Document extract
****************************************

Finding $\int^{\pi}_{0}f^{-1}(x)\,\mathrm dx$ 
$\def\d{\mathrm{d}}$If $f:\mathbb{R}\rightarrow \mathbb{R}$ and $f(x)=x+\cos x$, find$$\int^{\pi}_{0}f^{-1}(x) \,\d x.$$

Try: put $x=f(t)$ and $\d x=f'(t) \,\d t$, so
\begin{align*}
\int^{f^{-1}(\pi)}_{f^{-1}(0)}tf'(t) \,\d t &=\int^{f^{-1}(\pi)}_{f^{-1}(0)}t(1-\sin t) \,\d t\\
&= \left.\left(t \cos t-\sin t+\frac{t^2}{2}\right)\right|^{f^{-1}(\pi)}_{f^{-1}(0)}.
\end{align*}
Could someone help me how to find $f^{-1}(\pi)$ and $f^{-1}(0)$, thanks.
 A: Since $\cos(\pi-x)=-\cos x$, we have
$$f(\pi-x)=\pi-f(x).$$ Applying $f^{-1}$ to both sides and replacing $x$ by $f^{-1}(x)$, this gives $$f^{-1}(\pi-x)=\pi-f^{-1}(x).$$
Then, $$\int^\pi_0f^{-1}(\pi-x)\,dx=\int^\pi_0(\pi-f^{-1}(x))\,dx.$$ The substitution $x\to\pi-x$ on the LHS gives
$$\int^\pi_0f^{-1}(x)\,dx=\pi^2-\int^\pi_0f^{-1}(x)\,dx,$$ i.e.
$$\int^\pi_0f^{-1}(x)\,dx=\frac{\pi^2}2,$$ as @Patrick Stevens guessed from numerical calculation in a comment, already.
REMARK: originally, I started with $x_0=f^{-1}(0)$, and found that then, we must have $f^{-1}(\pi)=\pi-x_0$. If we plug both values into the expression given by the OP and use $\sin(\pi-x_0)=\sin x_0$, $\cos x_0=-x_0$ and $\cos(\pi-x_0)=x_0$, it miraculously simplifies to $\pi^2/2$. Thinking about "why?", I came up with the above.

****************************************

Point labeling dataset records
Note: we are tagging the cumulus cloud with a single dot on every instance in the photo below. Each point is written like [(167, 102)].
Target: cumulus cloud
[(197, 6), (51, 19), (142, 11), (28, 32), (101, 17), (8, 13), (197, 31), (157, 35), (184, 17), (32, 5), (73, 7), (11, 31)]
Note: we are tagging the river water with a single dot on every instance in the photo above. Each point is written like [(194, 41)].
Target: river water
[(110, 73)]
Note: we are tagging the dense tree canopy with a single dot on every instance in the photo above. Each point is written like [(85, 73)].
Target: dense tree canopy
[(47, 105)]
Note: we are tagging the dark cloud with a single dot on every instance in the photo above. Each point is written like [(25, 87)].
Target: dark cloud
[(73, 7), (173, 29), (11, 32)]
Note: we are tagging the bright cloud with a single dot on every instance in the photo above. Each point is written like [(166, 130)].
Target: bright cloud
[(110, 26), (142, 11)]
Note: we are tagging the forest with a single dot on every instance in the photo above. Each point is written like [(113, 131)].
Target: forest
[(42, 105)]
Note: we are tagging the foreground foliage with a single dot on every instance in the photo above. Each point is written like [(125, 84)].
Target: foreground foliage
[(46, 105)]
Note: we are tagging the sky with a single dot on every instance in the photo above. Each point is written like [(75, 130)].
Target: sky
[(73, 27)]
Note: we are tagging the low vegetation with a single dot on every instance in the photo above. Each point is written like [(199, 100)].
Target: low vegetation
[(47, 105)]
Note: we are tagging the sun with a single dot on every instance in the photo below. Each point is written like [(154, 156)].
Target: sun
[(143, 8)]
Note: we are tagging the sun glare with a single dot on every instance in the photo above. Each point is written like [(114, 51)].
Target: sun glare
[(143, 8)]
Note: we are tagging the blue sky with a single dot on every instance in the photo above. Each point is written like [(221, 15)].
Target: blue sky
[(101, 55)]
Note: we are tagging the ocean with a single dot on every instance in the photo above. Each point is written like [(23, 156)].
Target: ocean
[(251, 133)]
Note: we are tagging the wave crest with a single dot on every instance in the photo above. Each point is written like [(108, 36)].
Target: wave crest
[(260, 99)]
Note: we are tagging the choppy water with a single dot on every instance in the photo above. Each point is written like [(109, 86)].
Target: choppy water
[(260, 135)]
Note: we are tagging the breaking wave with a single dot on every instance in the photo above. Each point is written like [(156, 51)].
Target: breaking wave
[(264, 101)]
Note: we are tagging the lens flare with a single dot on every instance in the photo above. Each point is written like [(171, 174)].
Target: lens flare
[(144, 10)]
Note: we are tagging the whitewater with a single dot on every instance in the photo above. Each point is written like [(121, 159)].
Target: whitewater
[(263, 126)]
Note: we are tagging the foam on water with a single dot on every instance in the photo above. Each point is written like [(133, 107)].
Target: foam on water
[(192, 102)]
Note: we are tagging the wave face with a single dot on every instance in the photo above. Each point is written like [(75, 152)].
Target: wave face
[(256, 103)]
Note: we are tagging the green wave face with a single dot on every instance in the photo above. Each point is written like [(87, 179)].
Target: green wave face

****************************************

Problems to work on
- A) Please filter the records and copy out every line that contains the string "breaking", matching case exactly.
- B) Extend the forum thread on integrating the inverse of x + cos x from 0 to π, picking up after its final sentence.

Answers provided
- A)
Note: we are tagging the breaking wave with a single dot on every instance in the photo above. Each point is written like [(156, 51)].
Target: breaking wave

- B)
A: Using graph and symmetry arguments, we can find the integral. The graph of inverse of $f(x)$ will look like:

It is now possible to show that the inverse function has a point of symmetry $(\pi/2, \pi/2)$. 
The red regions actually cancel out, and green region is half of the rectangle namely $\frac{\pi(\pi-2)}{2}$. The blue region is $\pi$. 
So the answer is $\dfrac{\pi^2}{2}$.
A: Denote the single solution of the equation $\cos t=t$ by $\alpha\ (\approx0.739085)$.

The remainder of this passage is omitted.